Short task a
Filter the records below, keeping every line that contains the string "flower", and copy those lines. Matching is case-sensitive.
* Start Text *
- Directed by: Mathieu Roy, Harold Crooks (co-director)
- Written by: Harold Crooks, Mathieu Roy
- Based on: A Short History of Progress by Ronald Wright
- Produced by: Daniel Louis. Denise Robert, Gerry Flahive
- Distributed by: First Run Features (US)
- Release dates: September 11, 2011 (2011 TIFF); April 6, 2012 (New York City);
- Running time: 86 minutes
- Country: Canada
- Language: English

= Surviving Progress =

Surviving Progress is a 2011 Canadian documentary film written and directed by Mathieu Roy and Harold Crooks, loosely based on A Short History of Progress, a book and a 2004 Massey Lecture series by Ronald Wright about societal collapse.

The film was produced by Daniel Louis, Denise Robert, and Gerry Flahive.
* End Text *
* Start Rows *
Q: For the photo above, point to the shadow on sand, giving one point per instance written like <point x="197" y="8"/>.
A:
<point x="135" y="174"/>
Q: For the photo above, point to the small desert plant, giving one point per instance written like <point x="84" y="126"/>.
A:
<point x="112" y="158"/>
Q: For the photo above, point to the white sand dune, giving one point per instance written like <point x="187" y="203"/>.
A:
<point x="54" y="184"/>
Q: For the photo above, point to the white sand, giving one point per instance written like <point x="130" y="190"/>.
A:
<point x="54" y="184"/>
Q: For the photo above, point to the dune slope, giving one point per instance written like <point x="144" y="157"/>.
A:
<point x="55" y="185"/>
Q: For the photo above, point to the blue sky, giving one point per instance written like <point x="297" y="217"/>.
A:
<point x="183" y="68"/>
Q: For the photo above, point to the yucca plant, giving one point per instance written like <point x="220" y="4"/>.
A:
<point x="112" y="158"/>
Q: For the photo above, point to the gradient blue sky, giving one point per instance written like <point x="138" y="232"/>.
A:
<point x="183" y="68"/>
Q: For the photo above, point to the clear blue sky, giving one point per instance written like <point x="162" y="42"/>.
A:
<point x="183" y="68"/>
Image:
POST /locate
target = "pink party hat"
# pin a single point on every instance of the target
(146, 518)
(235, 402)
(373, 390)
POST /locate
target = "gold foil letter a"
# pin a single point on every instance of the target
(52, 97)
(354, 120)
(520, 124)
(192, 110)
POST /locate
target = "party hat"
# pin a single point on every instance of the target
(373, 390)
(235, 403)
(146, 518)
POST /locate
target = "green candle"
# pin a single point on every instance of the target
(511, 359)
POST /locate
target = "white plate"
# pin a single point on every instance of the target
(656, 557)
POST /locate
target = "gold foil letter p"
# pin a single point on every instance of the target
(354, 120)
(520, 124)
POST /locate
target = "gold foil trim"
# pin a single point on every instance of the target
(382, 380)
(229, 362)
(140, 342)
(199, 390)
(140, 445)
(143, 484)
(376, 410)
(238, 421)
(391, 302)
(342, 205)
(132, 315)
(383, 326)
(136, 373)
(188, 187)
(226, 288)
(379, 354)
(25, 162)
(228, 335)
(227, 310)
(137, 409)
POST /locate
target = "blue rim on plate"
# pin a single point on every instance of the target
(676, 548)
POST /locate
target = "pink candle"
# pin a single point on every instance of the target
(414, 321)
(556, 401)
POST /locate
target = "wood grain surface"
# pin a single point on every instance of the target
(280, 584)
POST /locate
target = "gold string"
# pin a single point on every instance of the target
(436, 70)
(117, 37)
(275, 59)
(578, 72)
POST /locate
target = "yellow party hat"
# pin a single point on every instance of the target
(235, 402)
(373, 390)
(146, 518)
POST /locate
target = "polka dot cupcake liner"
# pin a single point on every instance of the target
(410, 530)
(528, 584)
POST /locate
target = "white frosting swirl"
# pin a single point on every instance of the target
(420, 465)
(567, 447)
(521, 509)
* End Rows *
* Start Rows *
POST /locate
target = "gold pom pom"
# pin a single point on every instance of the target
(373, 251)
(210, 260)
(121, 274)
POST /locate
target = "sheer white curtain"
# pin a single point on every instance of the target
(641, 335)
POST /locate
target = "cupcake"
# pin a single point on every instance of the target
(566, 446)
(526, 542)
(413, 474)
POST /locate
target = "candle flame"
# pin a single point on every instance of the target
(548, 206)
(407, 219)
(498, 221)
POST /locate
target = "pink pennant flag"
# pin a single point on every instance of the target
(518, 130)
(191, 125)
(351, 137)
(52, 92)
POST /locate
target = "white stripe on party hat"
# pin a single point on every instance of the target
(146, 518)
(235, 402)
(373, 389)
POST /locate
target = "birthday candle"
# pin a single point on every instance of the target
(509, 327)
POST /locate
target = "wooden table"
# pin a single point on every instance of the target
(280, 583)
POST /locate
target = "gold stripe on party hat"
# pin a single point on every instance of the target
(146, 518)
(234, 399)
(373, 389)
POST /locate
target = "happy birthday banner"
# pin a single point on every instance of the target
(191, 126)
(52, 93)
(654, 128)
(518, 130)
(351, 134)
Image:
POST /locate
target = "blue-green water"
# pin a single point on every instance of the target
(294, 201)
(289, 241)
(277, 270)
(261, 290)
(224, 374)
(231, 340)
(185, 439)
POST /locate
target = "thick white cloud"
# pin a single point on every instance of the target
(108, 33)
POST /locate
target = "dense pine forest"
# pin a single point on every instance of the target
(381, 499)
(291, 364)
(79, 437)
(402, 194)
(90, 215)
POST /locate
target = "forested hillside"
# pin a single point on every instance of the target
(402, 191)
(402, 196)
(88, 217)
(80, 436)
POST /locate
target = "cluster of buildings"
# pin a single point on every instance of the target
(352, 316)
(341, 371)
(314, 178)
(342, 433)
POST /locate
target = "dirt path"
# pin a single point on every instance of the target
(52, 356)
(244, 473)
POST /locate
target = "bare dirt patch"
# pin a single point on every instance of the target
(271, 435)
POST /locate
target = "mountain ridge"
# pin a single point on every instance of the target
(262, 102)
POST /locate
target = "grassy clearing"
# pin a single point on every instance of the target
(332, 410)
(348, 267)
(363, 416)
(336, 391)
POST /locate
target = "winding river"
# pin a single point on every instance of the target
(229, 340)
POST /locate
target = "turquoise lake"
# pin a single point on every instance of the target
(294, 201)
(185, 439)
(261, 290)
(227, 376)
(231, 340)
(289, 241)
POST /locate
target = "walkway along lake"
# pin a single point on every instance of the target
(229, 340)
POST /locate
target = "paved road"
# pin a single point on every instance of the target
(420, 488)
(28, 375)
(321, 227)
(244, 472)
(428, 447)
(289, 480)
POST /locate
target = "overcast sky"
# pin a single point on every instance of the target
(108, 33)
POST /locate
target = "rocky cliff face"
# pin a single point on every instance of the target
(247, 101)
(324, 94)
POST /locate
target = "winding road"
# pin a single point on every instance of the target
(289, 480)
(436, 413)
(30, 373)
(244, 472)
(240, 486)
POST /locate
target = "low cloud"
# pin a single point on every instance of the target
* End Rows *
* Start Rows *
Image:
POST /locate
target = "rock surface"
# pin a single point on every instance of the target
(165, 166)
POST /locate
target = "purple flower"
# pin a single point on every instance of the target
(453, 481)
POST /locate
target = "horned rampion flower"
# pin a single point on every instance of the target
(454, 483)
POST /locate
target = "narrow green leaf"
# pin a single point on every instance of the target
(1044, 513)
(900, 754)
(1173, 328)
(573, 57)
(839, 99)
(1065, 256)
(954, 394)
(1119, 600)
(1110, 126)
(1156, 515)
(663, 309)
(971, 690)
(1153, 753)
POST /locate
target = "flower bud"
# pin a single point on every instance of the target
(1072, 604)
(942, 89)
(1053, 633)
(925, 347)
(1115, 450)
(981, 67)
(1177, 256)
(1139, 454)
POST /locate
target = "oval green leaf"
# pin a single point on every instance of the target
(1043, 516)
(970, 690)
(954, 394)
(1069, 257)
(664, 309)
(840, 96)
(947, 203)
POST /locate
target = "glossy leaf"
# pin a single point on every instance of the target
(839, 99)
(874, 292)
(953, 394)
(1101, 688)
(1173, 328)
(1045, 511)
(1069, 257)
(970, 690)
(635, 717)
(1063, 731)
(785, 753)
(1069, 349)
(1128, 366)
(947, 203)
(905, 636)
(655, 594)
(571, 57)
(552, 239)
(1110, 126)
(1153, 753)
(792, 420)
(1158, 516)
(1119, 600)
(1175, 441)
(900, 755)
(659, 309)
* End Rows *
Short task b
Translate this sentence from the text above about the film Surviving Progress into Spanish: "The film was produced by Daniel Louis, Denise Robert, and Gerry Flahive."

Output a
target = "purple flower"
target = "horned rampion flower"
target = "flower bud"

Output b
La película fue producida por Daniel Louis, Denise Robert y Gerry Flahive.